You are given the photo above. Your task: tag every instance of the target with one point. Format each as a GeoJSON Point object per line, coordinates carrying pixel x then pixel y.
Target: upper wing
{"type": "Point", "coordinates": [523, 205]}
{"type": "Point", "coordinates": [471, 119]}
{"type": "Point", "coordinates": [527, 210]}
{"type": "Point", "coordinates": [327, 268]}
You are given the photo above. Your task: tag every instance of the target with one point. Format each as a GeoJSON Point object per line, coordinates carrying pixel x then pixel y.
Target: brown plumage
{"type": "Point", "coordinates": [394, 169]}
#####
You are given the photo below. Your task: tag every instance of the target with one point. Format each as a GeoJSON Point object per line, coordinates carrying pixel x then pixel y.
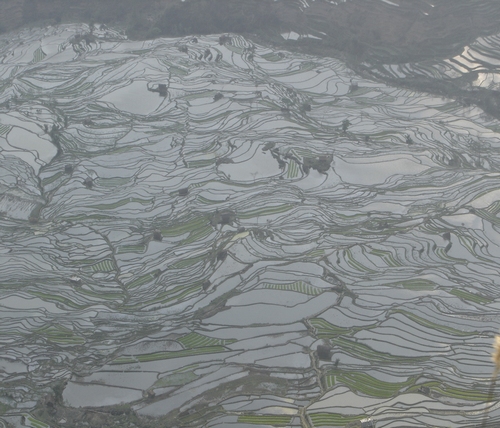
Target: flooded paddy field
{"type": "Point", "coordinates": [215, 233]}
#####
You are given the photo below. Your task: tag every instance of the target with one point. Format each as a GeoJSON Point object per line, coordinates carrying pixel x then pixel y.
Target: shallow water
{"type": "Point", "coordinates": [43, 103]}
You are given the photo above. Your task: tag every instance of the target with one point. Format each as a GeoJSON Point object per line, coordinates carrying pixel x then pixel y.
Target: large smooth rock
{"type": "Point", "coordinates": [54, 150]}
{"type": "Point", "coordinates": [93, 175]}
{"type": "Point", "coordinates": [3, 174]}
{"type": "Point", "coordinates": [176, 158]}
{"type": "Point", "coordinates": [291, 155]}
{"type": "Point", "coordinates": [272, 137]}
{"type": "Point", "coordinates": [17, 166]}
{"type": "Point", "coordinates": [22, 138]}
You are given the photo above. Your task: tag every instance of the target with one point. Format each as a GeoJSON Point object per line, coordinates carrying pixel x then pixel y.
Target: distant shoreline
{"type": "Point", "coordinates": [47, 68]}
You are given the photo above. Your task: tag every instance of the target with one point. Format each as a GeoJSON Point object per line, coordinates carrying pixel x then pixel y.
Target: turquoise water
#####
(TASK DESCRIPTION): Report how many lines of the data above contain the word "water" and give only the number.

(ANSWER FOR THE TASK): 2